◆ **Entries provided**:
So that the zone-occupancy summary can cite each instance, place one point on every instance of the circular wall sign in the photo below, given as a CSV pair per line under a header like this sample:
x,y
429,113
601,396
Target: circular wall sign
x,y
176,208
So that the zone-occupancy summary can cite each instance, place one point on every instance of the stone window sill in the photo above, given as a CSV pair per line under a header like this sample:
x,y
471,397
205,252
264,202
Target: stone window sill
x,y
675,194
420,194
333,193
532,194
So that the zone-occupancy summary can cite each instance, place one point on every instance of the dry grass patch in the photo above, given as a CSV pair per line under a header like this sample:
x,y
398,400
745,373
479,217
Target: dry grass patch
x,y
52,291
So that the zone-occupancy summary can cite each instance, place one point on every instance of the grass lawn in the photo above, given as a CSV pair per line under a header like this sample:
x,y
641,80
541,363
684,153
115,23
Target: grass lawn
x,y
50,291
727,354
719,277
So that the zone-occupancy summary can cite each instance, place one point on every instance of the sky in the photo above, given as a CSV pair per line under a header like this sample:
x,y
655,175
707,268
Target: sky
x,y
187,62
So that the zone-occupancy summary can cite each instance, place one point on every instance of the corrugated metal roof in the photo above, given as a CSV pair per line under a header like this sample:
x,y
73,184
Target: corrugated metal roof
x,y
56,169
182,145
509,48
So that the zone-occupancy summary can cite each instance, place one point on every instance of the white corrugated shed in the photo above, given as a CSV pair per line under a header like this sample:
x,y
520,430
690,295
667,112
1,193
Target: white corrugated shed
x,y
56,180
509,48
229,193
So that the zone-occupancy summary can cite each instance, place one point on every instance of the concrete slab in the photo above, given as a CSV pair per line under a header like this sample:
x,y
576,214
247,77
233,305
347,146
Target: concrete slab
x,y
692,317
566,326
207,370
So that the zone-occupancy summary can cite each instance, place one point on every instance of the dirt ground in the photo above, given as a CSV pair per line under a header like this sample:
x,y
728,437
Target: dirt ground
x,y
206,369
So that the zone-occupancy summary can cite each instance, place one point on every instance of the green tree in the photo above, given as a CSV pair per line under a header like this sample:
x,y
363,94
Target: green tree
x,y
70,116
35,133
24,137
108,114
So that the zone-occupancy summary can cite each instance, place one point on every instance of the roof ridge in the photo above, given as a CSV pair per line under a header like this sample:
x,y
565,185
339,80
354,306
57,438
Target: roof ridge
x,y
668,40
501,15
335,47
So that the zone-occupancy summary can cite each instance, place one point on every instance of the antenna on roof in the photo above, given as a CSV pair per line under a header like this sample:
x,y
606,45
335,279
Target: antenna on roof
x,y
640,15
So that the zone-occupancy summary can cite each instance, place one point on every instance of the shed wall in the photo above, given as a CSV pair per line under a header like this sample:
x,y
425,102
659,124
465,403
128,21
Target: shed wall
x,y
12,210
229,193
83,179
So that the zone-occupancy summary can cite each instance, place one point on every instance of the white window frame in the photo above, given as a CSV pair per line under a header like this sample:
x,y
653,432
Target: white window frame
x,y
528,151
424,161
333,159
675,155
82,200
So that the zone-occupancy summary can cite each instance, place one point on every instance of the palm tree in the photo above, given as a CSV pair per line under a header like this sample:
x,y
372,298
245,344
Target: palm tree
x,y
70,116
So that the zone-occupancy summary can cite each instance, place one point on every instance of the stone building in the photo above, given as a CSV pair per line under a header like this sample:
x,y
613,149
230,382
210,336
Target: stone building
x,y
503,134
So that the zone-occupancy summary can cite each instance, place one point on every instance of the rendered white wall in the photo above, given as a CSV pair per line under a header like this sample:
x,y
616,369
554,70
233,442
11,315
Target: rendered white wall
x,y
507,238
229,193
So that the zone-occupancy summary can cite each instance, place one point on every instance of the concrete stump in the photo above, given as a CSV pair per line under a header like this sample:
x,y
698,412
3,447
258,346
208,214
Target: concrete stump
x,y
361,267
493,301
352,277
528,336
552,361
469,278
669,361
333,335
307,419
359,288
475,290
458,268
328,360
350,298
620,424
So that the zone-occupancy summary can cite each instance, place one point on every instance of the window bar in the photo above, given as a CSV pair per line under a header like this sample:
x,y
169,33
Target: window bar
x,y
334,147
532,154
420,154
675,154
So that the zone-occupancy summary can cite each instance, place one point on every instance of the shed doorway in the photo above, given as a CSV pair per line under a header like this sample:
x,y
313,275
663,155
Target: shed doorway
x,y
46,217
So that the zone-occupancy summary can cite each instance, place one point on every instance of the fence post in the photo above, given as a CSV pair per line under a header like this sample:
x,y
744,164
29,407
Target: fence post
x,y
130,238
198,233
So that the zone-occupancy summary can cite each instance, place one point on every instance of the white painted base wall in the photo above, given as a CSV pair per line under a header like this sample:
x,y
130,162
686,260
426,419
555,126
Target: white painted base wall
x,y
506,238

◆ **Work request**: Please print each entry once more, exactly as it reads.

◆ **The answer**:
So that the zone-occupancy summary can cite each instance, place one point on every instance of the circular wall sign in the photo below, given as a CSV pair per line under a header like this sample:
x,y
429,113
601,396
Target: circular wall sign
x,y
176,208
So that the zone-occupancy summary can cite each instance, place one point on every instance of the stone window sill in the photo above, given as a CSV pair per line under a header like this sample:
x,y
471,397
205,252
264,202
Target: stone window sill
x,y
675,194
420,194
333,193
532,194
So that the zone-occupancy summary can cite each instance, place one point on every instance of the dry grass patch in the photo above, given as a CSV pair per line under a header like this sample:
x,y
398,400
745,373
479,217
Target: dry grass patch
x,y
52,291
So that the zone-occupancy summary can cite each instance, place one point on every instance of the grass lawn in the photo above, given as a CSV pair per line under a header like this sample:
x,y
641,80
541,363
684,153
115,23
Target: grass lawn
x,y
50,291
727,354
719,277
So that the zone-occupancy summary can cite each instance, place one point on every instance of the sky in the photo above, given as a CSV pair per line under a header like this sample:
x,y
655,175
707,268
Target: sky
x,y
187,62
So that the zone-occupancy summary can cite each instance, place one point on every instance of the corrugated metal roof in the photo above, given as a CSV pair per line under a header like this sample:
x,y
73,184
Target: corrugated metal roof
x,y
56,169
182,145
509,48
So that the zone-occupancy summary can cite each instance, place one point on every instance of the white corrugated shed in the photo above, given as a CSV pair per line under a header like this sample:
x,y
520,430
690,295
667,112
1,193
Target: white corrugated shed
x,y
56,180
509,48
229,193
So that the zone-occupancy summary can cite each instance, place one point on every instance of the concrete slab in the photo above, given as a CSV pair per line under a header like this sample:
x,y
576,214
247,77
233,305
347,146
Target: concrete slab
x,y
692,317
566,326
207,370
So that the zone-occupancy summary can cite each instance, place one point on every instance of the dirt ground in the photo above, given as a CSV pair per line under a header like this sample:
x,y
728,437
Target: dirt ground
x,y
206,369
So that the zone-occupancy summary can cite each instance, place one point on every instance of the green tree in the photo above, given as a CSV pair per line under a header like this sample:
x,y
363,94
Target: green tree
x,y
70,116
35,133
24,137
108,114
So that the zone-occupancy summary can cite each instance, place one point on every instance of the roof ridge in the photo above, given as a CSV pair per line under a header like this sample:
x,y
565,185
339,80
354,306
57,438
Target: roof ridge
x,y
668,40
501,15
335,47
So that the zone-occupancy summary can cite each instance, place one point on every instance of the antenna on roof in the photo above, given as a CSV pair per line under a header like this sample:
x,y
606,45
335,279
Target: antenna on roof
x,y
640,15
So that the zone-occupancy summary can cite each instance, place one point on every instance of the shed wall in the photo above, given as a CSV pair per line under a header like this sample:
x,y
425,102
659,124
465,403
128,21
Target: shed wall
x,y
12,210
229,193
83,179
So that the zone-occupancy summary can cite each instance, place one point on every instance of the white window frame in the photo above, given as a CSV pair per line under a header like this sample:
x,y
653,432
Target: white window frame
x,y
528,151
424,161
333,159
675,155
82,200
So that the zone-occupancy summary can cite each instance, place one point on every instance of the palm tree in the photo above, given as a CSV pair per line under a header like this sample:
x,y
372,298
245,344
Target: palm tree
x,y
70,116
So that the zone-occupancy summary can cite each instance, place one point on every instance of the stone building in the photo above, given as a CSV pair per line under a header like this sample:
x,y
613,149
230,382
210,336
Target: stone building
x,y
503,134
So that the zone-occupancy summary can cite each instance, place one point on every instance of the rendered white wall in the photo above, given as a CSV pair per line under a header like this sample:
x,y
616,369
554,70
233,442
11,315
Target: rendered white wall
x,y
507,238
229,193
So that the zone-occupancy summary can cite each instance, place one point on every instance of the concrete stump in the photo above, given as a CSV pair per line under a header like this sample:
x,y
698,412
3,447
258,346
208,214
Target: concrete stump
x,y
361,267
493,301
352,277
528,336
552,361
469,278
669,361
333,335
307,419
359,288
475,290
458,268
328,360
350,298
620,424
So that the zone-occupancy summary can cite each instance, place one point on every instance of the window bar in the photo above, given as a CSV pair per line under a header like this sample:
x,y
169,33
Target: window bar
x,y
334,147
532,154
420,154
675,154
So that the zone-occupancy summary can cite each instance, place one point on every instance of the shed doorway in the photo above, given as a CSV pair per line under a header like this sample:
x,y
313,275
663,155
Target: shed doorway
x,y
46,217
So that the zone-occupancy summary can cite each instance, place one point on every instance of the fence post in the photo above, given as a CSV pair per line under a header like this sample:
x,y
744,164
29,407
Target: fence post
x,y
130,238
198,233
So that the zone-occupancy summary can cite each instance, place one point on every instance of the white painted base wall in the photo above, given as a CSV pair per line under a header like this sample:
x,y
130,162
686,260
426,419
555,126
Target: white painted base wall
x,y
506,238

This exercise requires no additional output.